■ **Work required**: Write out the entries, please, from the line containing "query | green foliage" through their final line, exactly and with nothing else.
--------------------------------
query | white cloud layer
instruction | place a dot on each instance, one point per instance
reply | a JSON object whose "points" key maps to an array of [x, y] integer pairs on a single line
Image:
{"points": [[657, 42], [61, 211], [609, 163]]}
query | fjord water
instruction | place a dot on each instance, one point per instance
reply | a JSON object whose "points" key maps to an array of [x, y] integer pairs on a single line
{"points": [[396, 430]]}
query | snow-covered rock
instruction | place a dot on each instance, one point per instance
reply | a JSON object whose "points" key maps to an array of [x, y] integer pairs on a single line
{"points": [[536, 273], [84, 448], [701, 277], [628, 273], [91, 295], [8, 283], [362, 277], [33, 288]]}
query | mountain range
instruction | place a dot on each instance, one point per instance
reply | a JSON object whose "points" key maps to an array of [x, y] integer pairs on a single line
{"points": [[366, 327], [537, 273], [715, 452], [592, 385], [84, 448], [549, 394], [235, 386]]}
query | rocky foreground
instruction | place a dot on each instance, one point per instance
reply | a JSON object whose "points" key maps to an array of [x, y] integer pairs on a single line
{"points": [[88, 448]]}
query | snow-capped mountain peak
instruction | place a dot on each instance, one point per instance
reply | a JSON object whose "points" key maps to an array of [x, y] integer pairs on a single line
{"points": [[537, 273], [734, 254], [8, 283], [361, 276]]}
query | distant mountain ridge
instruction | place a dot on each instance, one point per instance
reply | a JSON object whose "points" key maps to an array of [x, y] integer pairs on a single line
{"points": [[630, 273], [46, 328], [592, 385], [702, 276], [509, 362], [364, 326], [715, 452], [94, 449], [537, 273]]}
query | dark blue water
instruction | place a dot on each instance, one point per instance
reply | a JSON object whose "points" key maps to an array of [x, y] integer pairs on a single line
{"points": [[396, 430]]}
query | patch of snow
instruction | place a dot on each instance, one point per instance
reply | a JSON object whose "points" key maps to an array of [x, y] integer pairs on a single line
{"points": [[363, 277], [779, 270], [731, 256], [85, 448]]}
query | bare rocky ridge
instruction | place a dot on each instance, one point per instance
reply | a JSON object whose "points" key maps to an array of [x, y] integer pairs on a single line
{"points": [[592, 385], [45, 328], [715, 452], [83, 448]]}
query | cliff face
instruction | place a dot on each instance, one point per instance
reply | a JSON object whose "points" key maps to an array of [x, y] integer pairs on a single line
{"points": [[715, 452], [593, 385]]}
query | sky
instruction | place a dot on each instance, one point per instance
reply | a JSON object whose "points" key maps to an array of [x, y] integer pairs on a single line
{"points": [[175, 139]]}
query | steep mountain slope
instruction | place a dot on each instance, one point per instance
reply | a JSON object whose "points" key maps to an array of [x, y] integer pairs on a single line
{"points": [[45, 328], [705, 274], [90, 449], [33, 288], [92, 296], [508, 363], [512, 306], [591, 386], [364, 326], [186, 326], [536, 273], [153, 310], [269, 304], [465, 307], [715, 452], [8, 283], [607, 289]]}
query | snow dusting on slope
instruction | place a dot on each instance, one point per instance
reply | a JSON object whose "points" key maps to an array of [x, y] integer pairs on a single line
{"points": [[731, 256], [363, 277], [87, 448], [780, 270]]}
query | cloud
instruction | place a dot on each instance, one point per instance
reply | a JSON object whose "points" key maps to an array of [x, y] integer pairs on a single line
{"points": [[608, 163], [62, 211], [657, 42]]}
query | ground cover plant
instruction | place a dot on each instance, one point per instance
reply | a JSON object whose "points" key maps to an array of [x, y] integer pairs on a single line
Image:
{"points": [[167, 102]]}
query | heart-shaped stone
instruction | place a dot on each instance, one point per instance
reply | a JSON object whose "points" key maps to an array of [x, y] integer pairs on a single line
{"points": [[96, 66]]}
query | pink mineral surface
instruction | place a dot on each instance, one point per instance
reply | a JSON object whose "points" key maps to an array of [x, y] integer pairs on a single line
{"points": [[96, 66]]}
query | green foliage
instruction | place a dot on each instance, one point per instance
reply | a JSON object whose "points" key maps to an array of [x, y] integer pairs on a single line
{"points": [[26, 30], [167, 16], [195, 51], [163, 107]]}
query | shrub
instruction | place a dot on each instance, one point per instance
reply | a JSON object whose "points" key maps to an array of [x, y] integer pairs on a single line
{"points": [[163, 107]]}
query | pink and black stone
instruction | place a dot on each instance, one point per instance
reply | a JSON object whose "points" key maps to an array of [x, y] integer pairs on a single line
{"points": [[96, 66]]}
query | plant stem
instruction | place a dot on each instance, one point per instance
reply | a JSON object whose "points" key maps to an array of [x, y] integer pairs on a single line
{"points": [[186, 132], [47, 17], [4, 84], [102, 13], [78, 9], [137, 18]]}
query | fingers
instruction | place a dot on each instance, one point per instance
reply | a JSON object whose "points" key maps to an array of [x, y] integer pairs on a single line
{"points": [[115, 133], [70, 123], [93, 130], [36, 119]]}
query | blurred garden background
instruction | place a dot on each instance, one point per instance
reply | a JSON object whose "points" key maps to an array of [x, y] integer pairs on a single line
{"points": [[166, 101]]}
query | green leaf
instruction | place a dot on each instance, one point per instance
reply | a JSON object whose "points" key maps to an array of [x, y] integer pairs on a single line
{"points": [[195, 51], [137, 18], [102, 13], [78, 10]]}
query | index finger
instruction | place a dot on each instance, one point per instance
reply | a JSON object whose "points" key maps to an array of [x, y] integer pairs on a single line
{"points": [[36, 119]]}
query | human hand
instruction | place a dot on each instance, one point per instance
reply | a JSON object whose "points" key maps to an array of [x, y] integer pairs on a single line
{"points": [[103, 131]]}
--------------------------------
■ **Exercise answer**:
query | green foliage
instruction | place a dot on each instance, one point per instance
reply | a JSON object whose "points" key maps to an array of [x, y] integer pairs on a single line
{"points": [[26, 30], [167, 16], [195, 51], [163, 107]]}
query | shrub
instruction | place a dot on each instance, one point per instance
reply | a JSON object whose "points" key maps to an array of [x, y] integer pairs on a single line
{"points": [[163, 107]]}
query | pink and black stone
instruction | place a dot on each instance, one point per instance
reply | a JSON object whose "points" key maps to an array of [x, y] integer pairs on a single line
{"points": [[96, 66]]}
query | plant stem
instruction | place a dot on each instance, one point per instance
reply | a JSON object whose "points" key maps to an array of [x, y] integer pairs on a single line
{"points": [[186, 132], [47, 17], [4, 84], [102, 13], [78, 9], [137, 18]]}
query | fingers
instruction | place a dot on each instance, one point per instance
reply | a JSON object whose "points" key maps to an array of [x, y] integer pairs on a single line
{"points": [[115, 133], [70, 123], [93, 130], [36, 119]]}
query | blurred garden background
instruction | place a dot on each instance, one point per instance
reply | a JSON object whose "points" key maps to an array of [x, y] integer pairs on a single line
{"points": [[166, 101]]}
query | green leaf
instruction | place a dot on each instance, one point per instance
reply | a JSON object whose "points" key maps to an array of [x, y] integer pairs on a single line
{"points": [[195, 51], [137, 18], [102, 13], [78, 10]]}
query | index finger
instruction | place a dot on each instance, one point per instance
reply | a JSON object whose "points" key maps to an array of [x, y] integer pairs on a single line
{"points": [[36, 119]]}
query | human hand
instruction | place a dot on each instance, one point per instance
reply | a JSON object whose "points" key maps to an array of [x, y] integer pairs on a single line
{"points": [[103, 131]]}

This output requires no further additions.